* WHAT YOU SHOULD DO *
Copy out exactly the lines from the one containing "In this exercise you will locate the aquatic" to the end of the records below, both included, and nothing else.

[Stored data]
——————————

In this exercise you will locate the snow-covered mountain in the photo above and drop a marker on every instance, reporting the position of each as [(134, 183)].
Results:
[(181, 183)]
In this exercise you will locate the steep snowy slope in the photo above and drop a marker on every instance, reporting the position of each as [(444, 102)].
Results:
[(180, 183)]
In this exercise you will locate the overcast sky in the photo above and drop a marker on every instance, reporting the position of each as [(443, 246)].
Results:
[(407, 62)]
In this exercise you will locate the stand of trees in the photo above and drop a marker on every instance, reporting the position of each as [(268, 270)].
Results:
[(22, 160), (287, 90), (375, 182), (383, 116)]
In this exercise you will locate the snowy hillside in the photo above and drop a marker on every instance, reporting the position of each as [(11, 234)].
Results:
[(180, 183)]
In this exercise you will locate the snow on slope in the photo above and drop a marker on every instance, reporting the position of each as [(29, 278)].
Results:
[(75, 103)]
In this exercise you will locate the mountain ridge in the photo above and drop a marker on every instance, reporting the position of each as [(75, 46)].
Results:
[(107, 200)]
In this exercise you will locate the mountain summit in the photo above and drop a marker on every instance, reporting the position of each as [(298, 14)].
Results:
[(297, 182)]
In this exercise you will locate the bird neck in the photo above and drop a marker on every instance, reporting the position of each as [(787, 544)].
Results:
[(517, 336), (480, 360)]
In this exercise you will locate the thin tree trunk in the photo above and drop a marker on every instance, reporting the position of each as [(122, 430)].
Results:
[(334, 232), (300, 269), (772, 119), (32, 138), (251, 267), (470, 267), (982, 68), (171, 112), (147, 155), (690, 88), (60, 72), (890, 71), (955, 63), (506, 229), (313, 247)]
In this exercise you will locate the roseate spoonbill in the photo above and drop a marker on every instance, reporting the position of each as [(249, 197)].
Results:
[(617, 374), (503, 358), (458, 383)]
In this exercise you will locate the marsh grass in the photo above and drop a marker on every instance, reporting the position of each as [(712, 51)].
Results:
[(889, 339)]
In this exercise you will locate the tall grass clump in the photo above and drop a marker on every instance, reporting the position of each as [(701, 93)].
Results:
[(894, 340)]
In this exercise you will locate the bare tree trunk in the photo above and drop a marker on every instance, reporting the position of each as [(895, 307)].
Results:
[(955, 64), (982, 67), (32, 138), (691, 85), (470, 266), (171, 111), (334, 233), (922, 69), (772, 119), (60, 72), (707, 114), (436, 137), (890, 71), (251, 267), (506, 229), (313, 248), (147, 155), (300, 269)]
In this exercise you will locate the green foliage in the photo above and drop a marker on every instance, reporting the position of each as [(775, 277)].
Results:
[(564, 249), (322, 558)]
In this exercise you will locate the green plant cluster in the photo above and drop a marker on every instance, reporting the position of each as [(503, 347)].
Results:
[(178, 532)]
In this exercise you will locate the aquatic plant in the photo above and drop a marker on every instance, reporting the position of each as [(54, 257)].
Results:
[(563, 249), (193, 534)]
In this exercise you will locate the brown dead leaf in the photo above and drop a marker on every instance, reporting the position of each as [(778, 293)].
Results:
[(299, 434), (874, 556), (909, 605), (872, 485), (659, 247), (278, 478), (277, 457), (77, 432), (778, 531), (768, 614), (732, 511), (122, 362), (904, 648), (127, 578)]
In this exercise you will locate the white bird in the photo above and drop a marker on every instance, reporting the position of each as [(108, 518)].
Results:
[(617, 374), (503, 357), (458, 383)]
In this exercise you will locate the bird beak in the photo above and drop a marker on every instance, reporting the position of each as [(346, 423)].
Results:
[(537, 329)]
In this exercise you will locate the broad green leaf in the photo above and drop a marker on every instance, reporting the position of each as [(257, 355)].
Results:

——————————

* OUTPUT FOR THIS EXERCISE *
In this exercise you will locate the aquatic plant in the photo above and drop a marker on every instance, reporting the position of each as [(54, 257)].
Results:
[(563, 249), (193, 534)]
In this exercise you will locate the brown dead leaf in the photo above and drop a marker on every instance, reporting the position of each as [(778, 293)].
Results:
[(299, 434), (874, 556), (909, 605), (872, 485), (659, 247), (278, 478), (277, 457), (77, 432), (778, 531), (768, 614), (732, 511), (122, 362), (904, 648), (127, 578)]
In this exercise you will locate the white bird in the photo above and drop a marker on every instance, reporting the position of each as [(108, 518)].
Results:
[(617, 374), (503, 357), (458, 383)]
In this exercise you will locate the bird beak in the photo above and drop a marker on every instance, reporting the position of each as [(346, 423)].
Results:
[(537, 329)]
In this exercise you will locate the broad green leaf in the photo above and drop a marker on every instance, reporting the position of each as [(257, 355)].
Results:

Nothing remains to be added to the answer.